### Entries supplied:
_ _ _ _

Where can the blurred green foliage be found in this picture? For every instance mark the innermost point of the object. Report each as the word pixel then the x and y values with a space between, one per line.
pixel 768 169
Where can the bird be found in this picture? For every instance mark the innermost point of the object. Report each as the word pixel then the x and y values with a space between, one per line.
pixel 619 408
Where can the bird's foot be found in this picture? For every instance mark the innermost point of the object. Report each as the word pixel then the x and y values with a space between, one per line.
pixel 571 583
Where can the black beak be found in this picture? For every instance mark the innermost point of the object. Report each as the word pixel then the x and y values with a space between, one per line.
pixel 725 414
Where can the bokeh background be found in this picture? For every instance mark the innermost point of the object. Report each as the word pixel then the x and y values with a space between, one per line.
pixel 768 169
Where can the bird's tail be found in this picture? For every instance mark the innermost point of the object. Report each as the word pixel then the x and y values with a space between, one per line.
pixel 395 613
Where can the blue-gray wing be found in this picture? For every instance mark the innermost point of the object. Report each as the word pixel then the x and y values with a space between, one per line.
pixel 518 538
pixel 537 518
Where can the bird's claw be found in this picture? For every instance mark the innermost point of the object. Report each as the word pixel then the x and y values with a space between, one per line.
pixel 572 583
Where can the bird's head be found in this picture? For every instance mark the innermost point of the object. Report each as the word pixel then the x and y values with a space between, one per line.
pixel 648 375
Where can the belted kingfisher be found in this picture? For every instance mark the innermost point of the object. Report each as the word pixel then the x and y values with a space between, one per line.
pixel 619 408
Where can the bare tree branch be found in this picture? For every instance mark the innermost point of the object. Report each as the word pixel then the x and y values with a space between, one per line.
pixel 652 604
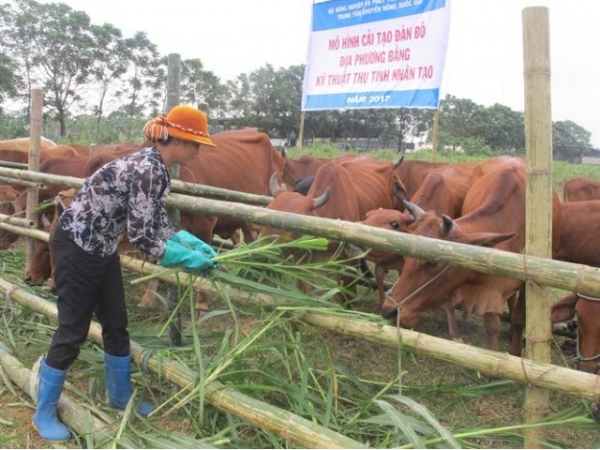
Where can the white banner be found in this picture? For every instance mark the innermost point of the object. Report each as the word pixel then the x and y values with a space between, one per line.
pixel 376 54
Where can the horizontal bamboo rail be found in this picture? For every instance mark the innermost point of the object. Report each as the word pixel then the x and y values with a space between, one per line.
pixel 543 271
pixel 523 370
pixel 26 223
pixel 24 176
pixel 261 414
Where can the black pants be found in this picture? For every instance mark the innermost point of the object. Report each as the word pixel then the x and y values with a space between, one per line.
pixel 86 284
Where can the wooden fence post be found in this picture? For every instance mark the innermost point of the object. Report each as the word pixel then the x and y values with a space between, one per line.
pixel 173 92
pixel 538 224
pixel 35 139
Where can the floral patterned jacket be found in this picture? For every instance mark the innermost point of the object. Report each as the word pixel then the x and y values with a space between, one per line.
pixel 125 196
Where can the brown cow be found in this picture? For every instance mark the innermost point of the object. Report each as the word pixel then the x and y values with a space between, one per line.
pixel 23 144
pixel 9 206
pixel 581 189
pixel 331 196
pixel 22 156
pixel 303 167
pixel 443 190
pixel 580 243
pixel 243 161
pixel 493 215
pixel 41 265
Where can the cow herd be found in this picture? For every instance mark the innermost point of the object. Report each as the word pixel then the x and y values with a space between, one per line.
pixel 479 204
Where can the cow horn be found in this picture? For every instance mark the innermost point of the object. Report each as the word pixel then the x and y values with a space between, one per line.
pixel 398 162
pixel 45 221
pixel 447 224
pixel 415 210
pixel 274 186
pixel 321 200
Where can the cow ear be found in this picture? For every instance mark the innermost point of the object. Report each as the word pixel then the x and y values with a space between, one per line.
pixel 488 239
pixel 45 221
pixel 274 186
pixel 415 210
pixel 564 309
pixel 446 226
pixel 399 190
pixel 322 199
pixel 398 162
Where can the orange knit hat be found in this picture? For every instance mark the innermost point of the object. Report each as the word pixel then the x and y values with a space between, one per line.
pixel 182 122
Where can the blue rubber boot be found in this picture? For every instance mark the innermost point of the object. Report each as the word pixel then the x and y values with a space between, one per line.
pixel 117 372
pixel 45 420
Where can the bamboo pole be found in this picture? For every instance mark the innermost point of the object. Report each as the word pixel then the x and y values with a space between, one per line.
pixel 497 364
pixel 72 413
pixel 35 137
pixel 289 425
pixel 568 276
pixel 538 145
pixel 177 186
pixel 542 271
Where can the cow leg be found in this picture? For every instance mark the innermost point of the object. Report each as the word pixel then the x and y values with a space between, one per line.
pixel 380 273
pixel 201 303
pixel 492 328
pixel 453 328
pixel 516 306
pixel 149 298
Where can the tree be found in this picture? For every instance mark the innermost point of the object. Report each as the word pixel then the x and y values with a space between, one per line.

_ _ _ _

### Exercise description:
Copy every row above verbatim, from first to last, and leave the pictures out.

### Answer to this task:
Where can the blurred green foliage be found in this picture? For every instance mark the innermost point of the object. Report each as the word pixel then the x and y values with a space between, one per line.
pixel 768 169
Where can the bird be found in this picture? For every instance mark the innermost point of the object. Report each as the word pixel then the x and y values with a space between, one per line.
pixel 619 408
Where can the bird's foot be found in this picture? For every instance mark the innermost point of the object. Report each as the word pixel then the x and y values with a space between, one per line.
pixel 571 583
Where can the black beak be found in this picture? For every instance mark the innermost point of the object. Report each as the word pixel then the x and y values with a space between, one per line.
pixel 725 414
Where can the bokeh background be found in this picture? For every instance mark the innermost point of the object. Report each as the word pixel then the x and y values with a space between, one per line.
pixel 768 169
Where can the bird's tail be found in this picture? For every instance mark the innermost point of the object. Report each as the word pixel then the x and y values with a space between, one per line.
pixel 395 613
Where can the blue-gray wing be found in this picture? For every instance mark the innermost point of the object. Report each as the word pixel then the x and y values with a space between, one per line.
pixel 518 538
pixel 537 518
Where can the bird's claw be found in this picture? For every instance mark the innermost point of the object. Report each as the word pixel then the x and y values with a space between, one per line.
pixel 572 583
Where can the bird's head be found in this picture? For every instance mark the innermost point of the object. Report each as the word pixel then the x and y values with a space between, one per line.
pixel 648 375
Where can the belted kingfisher be found in this picture? For every instance mark the innermost point of the object. Report each as the word pixel then the x and y values with a space between, one per line.
pixel 619 408
Where can the bare tree branch be found in this picture? For every instance mark the innermost point of the object. Report each as the word pixel then the x and y values with a space between, one per line.
pixel 652 604
Where can the white banner be found in this picture? For every instance mark the innermost point of the object. Report each as the word pixel then the x and y values with a space between, one per line.
pixel 376 54
Where can the horizontal bamboo rail be found in this picture? For every instance mark the innermost point of the object. Report each as the word pixel then the x and y values with a space between, one per line.
pixel 543 271
pixel 523 370
pixel 26 223
pixel 24 176
pixel 261 414
Where can the black pants be found in this picture? For every instance mark the innermost point of the object. Report each as the word pixel then the x and y values with a space between, one per line.
pixel 86 284
Where can the wooden fence post be found in this picture? For every instance mark the innermost point of the object. Report each as the word pixel then the x and y values with a space between, one per line.
pixel 173 92
pixel 538 224
pixel 35 139
Where can the floral patterned jacket be found in this picture? For every instance mark the innermost point of the object. Report each as the word pixel then the x and y values with a space between, one per line.
pixel 125 196
Where can the brown cow be found in this picture? For every instance mark the innermost point of the object. Report each as the word pixel then the x and y values with a space between, one per line.
pixel 23 144
pixel 9 206
pixel 581 189
pixel 331 196
pixel 22 156
pixel 303 167
pixel 443 190
pixel 580 243
pixel 243 161
pixel 493 215
pixel 41 265
Where can the cow herd be found in this picture? For every instance mark the innermost point of the object. Report each as the word pixel then the x and y values with a space between, one per line.
pixel 479 204
Where can the cow horn be found in this picture? For every instance mark the innermost point of the object. Report each as the word pixel then the x and y values with a space between, one per line.
pixel 398 162
pixel 45 221
pixel 447 224
pixel 415 210
pixel 274 186
pixel 321 200
Where can the cow ear be found in this picture? For every instance mark the innermost point of the object. Report each as the word pixel then the x and y values with a space between, one per line.
pixel 488 239
pixel 45 221
pixel 274 186
pixel 415 210
pixel 564 309
pixel 446 226
pixel 399 190
pixel 322 199
pixel 398 162
Where can the orange knit hat be found in this picture? For every instance mark the innermost point of the object. Report each as the word pixel then the x and y values with a space between, one per line.
pixel 182 122
Where can the blue rubber boot be found in this picture? For every instance mark the innermost point of the object. Report each as the word pixel then the x and y values with a space between, one per line.
pixel 117 372
pixel 45 420
Where can the bamboo pole be found in this picture? For every instance mark the innermost point of the object. Report each as the word pixel then the x and y values with a space between, one per line.
pixel 497 364
pixel 72 413
pixel 35 137
pixel 289 425
pixel 568 276
pixel 538 145
pixel 177 186
pixel 542 271
Where can the cow leg be found in this picture? For every instance mark the innermost point of the object. Report each as the word pixel then the x and y values with a space between, one per line.
pixel 380 273
pixel 201 303
pixel 492 328
pixel 453 328
pixel 516 306
pixel 149 298
Where can the tree be found in this picture? For every instance mark the innermost point of the object. Report each as the word pixel then the x and y values with a space between, one per line.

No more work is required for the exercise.